## ACTIVITIES
A) In the bird egg scatter plot text, what average width did the biologist find for the sample of Mallard duck eggs?
B) Pick up the text about the bird egg scatter plot where it stops and continue it.

Alignments to Content Standards: 8.SP.A.1 8.SP.A.2


This scatter diagram shows the lengths and widths of the eggs of some American birds.


  1. A biologist measured a sample of one hundred Mallard duck eggs and found they had an average length of $57.8$ millimeters and average width of $41.6$ millimeters. Use an X to mark a point that represents this on the scatter diagram.
  2. What does the graph show about the relationship between the lengths of birds' eggs and their widths?
  3. Another sample of eggs from similar birds has an average length of $35$ millimeters. If these bird eggs follow the trend in the scatter plot, about what width would you expect these eggs to have, on average?
  4. Describe the differences in shape of the two eggs corresponding to the data points marked C and D in the plot.
  5. Which of the eggs A, B, C, D, and E has the greatest ratio of length to width? Explain how you decided.

IM Commentary

This task asks students to glean contextual information about bird eggs from a collection of measurements of said eggs organized in a scatter plot. In particular, students are asked to identify a correlation and use it to make interpolative predictions, and reason about the properties of specific eggs via the graphical presentation of the data.

## STUDY MATERIAL

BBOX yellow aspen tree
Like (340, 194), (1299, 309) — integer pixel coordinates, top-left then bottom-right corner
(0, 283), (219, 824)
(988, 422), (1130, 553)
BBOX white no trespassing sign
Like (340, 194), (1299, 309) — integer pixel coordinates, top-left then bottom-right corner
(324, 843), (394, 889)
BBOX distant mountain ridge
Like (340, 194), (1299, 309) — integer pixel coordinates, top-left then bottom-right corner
--
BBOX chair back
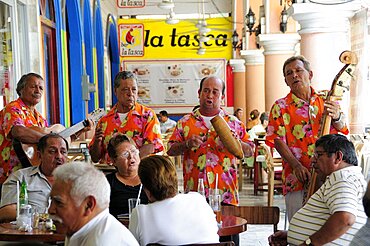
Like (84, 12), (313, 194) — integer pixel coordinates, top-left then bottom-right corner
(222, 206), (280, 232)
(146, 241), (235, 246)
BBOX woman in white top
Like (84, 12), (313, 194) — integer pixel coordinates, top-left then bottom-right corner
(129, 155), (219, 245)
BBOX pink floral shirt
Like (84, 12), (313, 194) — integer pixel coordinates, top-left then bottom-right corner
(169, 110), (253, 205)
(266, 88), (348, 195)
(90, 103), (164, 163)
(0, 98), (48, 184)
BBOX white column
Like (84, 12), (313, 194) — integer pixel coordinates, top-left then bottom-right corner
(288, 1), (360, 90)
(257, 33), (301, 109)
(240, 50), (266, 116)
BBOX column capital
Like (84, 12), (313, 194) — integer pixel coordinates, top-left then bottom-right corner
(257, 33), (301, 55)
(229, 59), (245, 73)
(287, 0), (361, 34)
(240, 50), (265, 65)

## ANSWERS FOR THIS EXERCISE
A) 41.6 millimeters.

B)
This task is based on a task developed by the MARS/ Shell Centre team Mathematics Assessment Resource Service. The task is shared with the with attribution, non-commercial, share-alike Creative Commons License.


  1. Solution_6d3cd0222c4767964d59c98539a65a9b
  2. There seems to be a positive linear relationship between the length and width of the eggs.
  3. The line below appears to fit the data fairly well:


    Since it passes through $(0,0)$ and $(50,36)$, its slope is $\frac{36}{50} = 0.72$, so the equation of the line is $$y=0.72x$$ If $x=35$, then our line would predict that $y=0.72\cdot 35 = 25.2$. So we would expect the width of these eggs to be, on average, about 25 mm. Answers using different lines can vary up to 1 mm in either direction.
  4. Without reading off precise numerical values from the plot, we can see that eggs $C$ and $D$ have very nearly the same width, but egg $D$ is about 12 millimeters longer than egg $C$.
  5. First we note that egg $E$ certainly has a higher length-to-width ratio than $C$ or $D$, since it is both longer and narrower. Similarly, $E$ has a higher ratio than $B$ because it is significantly longer, and only a tad wider. It is harder to visually identify the difference between $A$ and $E$, we compute their respective length-to-width ratios numerically, which turn out to be approximately $1.3$ for $A$ and $1.6$ for $E$. So $E$ has the greatest ratio of length to width.

Heidi says:

over 2 years

In solution "b", "WIDTH of the eggs... In solution "c, Since it passes through..., IT'S should be ITS... (no apostrophe) In solution "e", it should read: since it is both longer and NARROWER.....

Cam says:

over 2 years

Impressive finds! Thanks again.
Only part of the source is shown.